§ **节选原文**:
* * *

我不止一次听见包括我母亲在内的几个阿姨嬷嬷,对拉粪车的莲香未来的担忧,我听得出她们口吻里的几分不以为然。
从家门前经过的莲香见了我极少言语,我求之不得,我省得跟一道上下学的同学介绍说:那个拉粪的小娘(女孩)是我小学同学。虽然,莲香的工作与弄堂里的众人息息相关,但是十五六岁小小年纪的我,竟然已有了社会人等级森严的意识,我也觉得宁愿没有‘饭碗头’可端,莲香也不该去碰那又苦又脏的工作。可是,每天只要见到莲香,我的老同学黑黢黢的脸上总是荡漾着快乐、自信的笑容,她埋头掏粪、拉粪,帮年老的太太拎马桶,每天忙得不可开交,她并没有觉得她的工作低人一等。后来,班里读北京掏粪工人、时传祥劳模的事迹,我便想起莲香和她黑里透红的脸庞那微笑时露出白白牙齿的模样。再后来,从插队落户的乡村进城后,不仅仅莲香,我几乎不跟儿时的同学有往来,为生活,为生计,为几张可有可无的纸质证明,二三十年忙得团团转。
于今,闲来无事的时候,便又想起小学同学莲香。自从1974年搬离老宅子,莲香和莲香父母的消息少得可怜,偶尔有人说遇见过莲香,一听说她还在大街上拉粪,那个环卫工人的话题,不知为什么就自然地、默契地戛然而止了。信息发达的近十来年,关于莲香的信息更是没有丁点了,莲香也不在我们同学的微信群里。其实,想要打听莲香还是有办法的,只是我不愿承认或羞于承认:我们这些自命清高的老同学已经将莲香‘甩出’了同学圈,至于做了一辈子苦力活的莲香在乎不在乎我们这些发小就不好揣摩了。这些年在街上、马路上,甚至在同一辆公交车上,莲香说不定跟我们曾经擦肩而过,只是老同学相遇已形同陌路互不认得了。也许,莲香或莲香父母在老街碰到过我,但他们很识相地不易察觉地在人群里望我几眼便匆匆离开了。

* * *

轮廓标注记录:
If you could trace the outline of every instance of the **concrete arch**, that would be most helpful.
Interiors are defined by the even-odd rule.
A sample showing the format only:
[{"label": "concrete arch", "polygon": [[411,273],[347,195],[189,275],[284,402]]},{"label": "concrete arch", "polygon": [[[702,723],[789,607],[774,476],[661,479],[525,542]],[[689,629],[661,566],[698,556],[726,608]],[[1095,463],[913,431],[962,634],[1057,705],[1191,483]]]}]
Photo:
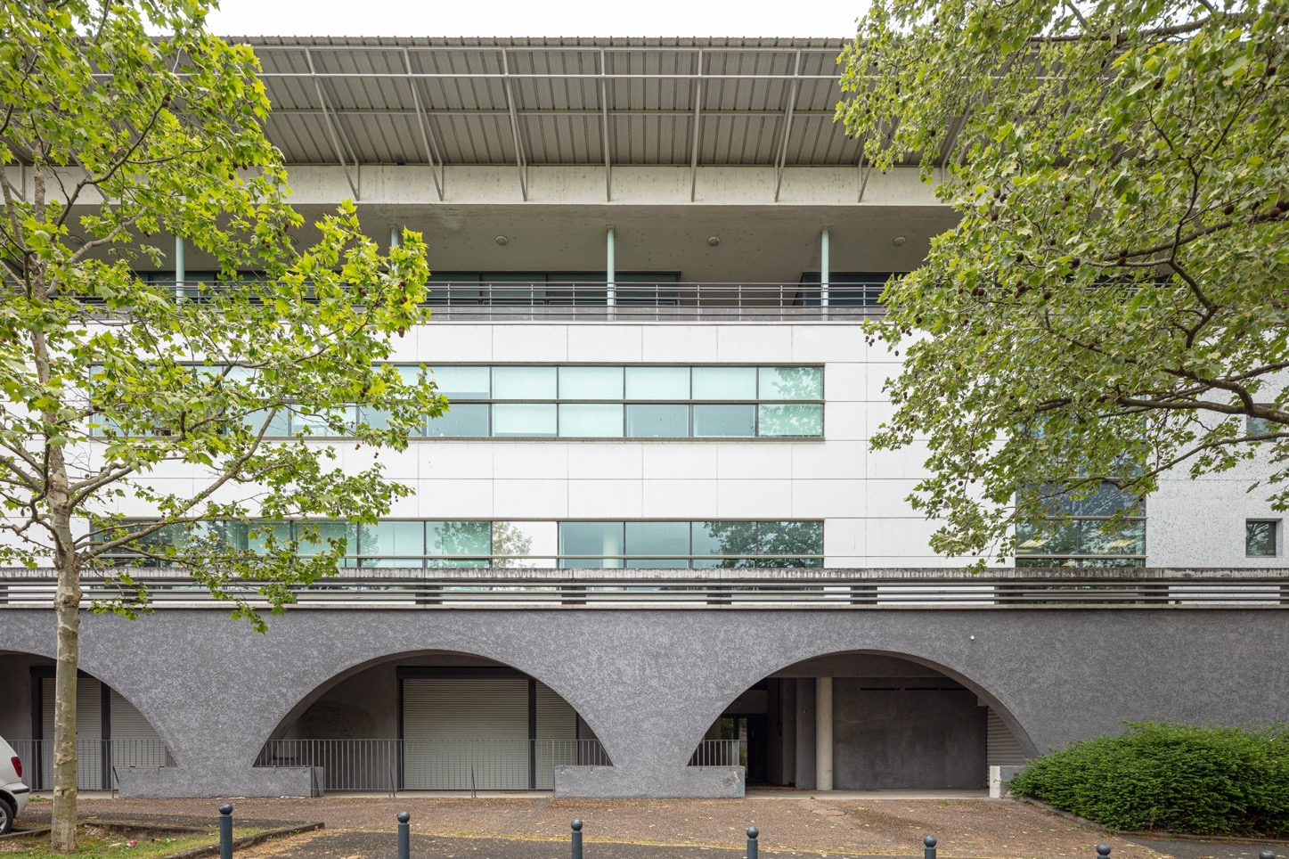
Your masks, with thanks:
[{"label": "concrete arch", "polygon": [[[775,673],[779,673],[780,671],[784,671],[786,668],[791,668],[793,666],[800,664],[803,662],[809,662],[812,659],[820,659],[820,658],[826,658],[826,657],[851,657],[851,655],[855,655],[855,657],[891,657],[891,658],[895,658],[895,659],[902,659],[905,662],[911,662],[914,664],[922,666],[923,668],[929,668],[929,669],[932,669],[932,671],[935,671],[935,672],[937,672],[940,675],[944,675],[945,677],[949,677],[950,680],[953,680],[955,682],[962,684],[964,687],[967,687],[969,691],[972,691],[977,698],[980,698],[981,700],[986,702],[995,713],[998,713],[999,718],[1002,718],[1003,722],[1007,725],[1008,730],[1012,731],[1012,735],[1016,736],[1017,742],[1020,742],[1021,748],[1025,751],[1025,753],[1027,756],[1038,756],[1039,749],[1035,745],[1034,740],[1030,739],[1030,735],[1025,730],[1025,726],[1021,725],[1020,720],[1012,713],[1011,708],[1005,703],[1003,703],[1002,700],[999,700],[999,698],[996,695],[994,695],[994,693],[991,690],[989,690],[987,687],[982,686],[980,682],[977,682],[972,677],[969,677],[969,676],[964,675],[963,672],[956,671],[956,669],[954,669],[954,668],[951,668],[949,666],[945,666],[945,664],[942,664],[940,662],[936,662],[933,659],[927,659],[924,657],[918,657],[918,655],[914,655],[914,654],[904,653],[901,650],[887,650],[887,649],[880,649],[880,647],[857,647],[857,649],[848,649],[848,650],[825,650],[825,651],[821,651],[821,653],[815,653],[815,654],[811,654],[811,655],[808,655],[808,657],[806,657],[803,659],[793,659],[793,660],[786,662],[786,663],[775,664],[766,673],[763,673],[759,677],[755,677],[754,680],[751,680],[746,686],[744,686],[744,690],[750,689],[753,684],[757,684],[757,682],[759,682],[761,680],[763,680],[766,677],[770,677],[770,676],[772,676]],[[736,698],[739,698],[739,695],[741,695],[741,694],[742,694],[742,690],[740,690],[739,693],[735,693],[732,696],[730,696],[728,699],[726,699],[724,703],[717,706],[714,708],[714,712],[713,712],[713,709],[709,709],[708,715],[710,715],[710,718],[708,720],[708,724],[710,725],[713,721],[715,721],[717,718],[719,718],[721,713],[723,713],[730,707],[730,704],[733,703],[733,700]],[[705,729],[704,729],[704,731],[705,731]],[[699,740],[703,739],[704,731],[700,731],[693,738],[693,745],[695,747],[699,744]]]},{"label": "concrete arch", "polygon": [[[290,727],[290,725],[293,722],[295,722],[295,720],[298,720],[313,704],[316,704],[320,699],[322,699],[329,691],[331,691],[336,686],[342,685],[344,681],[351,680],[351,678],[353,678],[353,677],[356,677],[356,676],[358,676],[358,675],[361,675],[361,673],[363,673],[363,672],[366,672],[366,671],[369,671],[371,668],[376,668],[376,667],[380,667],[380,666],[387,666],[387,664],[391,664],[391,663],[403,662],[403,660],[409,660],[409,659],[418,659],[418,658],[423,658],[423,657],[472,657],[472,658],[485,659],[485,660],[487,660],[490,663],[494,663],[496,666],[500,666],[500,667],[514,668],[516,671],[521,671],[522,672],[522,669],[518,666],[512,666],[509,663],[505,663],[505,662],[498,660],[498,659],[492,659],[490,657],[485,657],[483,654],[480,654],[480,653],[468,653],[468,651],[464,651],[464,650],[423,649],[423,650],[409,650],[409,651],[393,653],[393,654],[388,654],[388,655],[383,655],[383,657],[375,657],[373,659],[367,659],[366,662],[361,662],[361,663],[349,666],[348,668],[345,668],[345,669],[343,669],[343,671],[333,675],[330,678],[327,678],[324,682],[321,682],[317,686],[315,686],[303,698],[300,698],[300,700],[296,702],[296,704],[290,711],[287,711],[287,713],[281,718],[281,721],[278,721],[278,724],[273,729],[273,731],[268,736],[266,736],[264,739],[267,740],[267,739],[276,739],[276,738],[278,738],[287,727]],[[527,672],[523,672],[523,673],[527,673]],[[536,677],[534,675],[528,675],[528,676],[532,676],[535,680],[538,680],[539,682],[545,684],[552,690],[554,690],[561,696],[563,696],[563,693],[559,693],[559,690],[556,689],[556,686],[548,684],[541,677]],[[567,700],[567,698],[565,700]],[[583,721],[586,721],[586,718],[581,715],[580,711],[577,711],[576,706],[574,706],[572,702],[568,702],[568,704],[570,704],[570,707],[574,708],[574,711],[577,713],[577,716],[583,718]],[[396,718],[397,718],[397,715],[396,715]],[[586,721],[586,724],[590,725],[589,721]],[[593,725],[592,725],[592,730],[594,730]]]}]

* * *

§ **挑战任务 1**:
请把节选原文中从“我不止一次听见包括我母亲在内”开始、一直到“质证明,二三十年忙得团团转。”为止的部分逐字照抄下来，可以吗？
§ **挑战任务 2**:
节选原文说莲香可能曾与老同学擦肩而过，提到了哪些地方？请全部列出。
§ **挑战任务 3**:
下列说法是否与节选原文相符？请逐条回答“是”或“否”，并引用原文中起决定作用的字句。
(a) 叙述者是在1974年搬离老宅子的。
(b) 莲香在同学们的微信群里。
(c) 莲香觉得自己的工作低人一等。

§ **输出结果 1**:
我不止一次听见包括我母亲在内的几个阿姨嬷嬷,对拉粪车的莲香未来的担忧,我听得出她们口吻里的几分不以为然。
从家门前经过的莲香见了我极少言语,我求之不得,我省得跟一道上下学的同学介绍说:那个拉粪的小娘(女孩)是我小学同学。虽然,莲香的工作与弄堂里的众人息息相关,但是十五六岁小小年纪的我,竟然已有了社会人等级森严的意识,我也觉得宁愿没有‘饭碗头’可端,莲香也不该去碰那又苦又脏的工作。可是,每天只要见到莲香,我的老同学黑黢黢的脸上总是荡漾着快乐、自信的笑容,她埋头掏粪、拉粪,帮年老的太太拎马桶,每天忙得不可开交,她并没有觉得她的工作低人一等。后来,班里读北京掏粪工人、时传祥劳模的事迹,我便想起莲香和她黑里透红的脸庞那微笑时露出白白牙齿的模样。再后来,从插队落户的乡村进城后,不仅仅莲香,我几乎不跟儿时的同学有往来,为生活,为生计,为几张可有可无的纸质证明,二三十年忙得团团转。

§ **输出结果 2**:
街上；马路上；同一辆公交车上

§ **输出结果 3**:
(a) 是。“自从1974年搬离老宅子”
(b) 否。“莲香也不在我们同学的微信群里”
(c) 否。“她并没有觉得她的工作低人一等”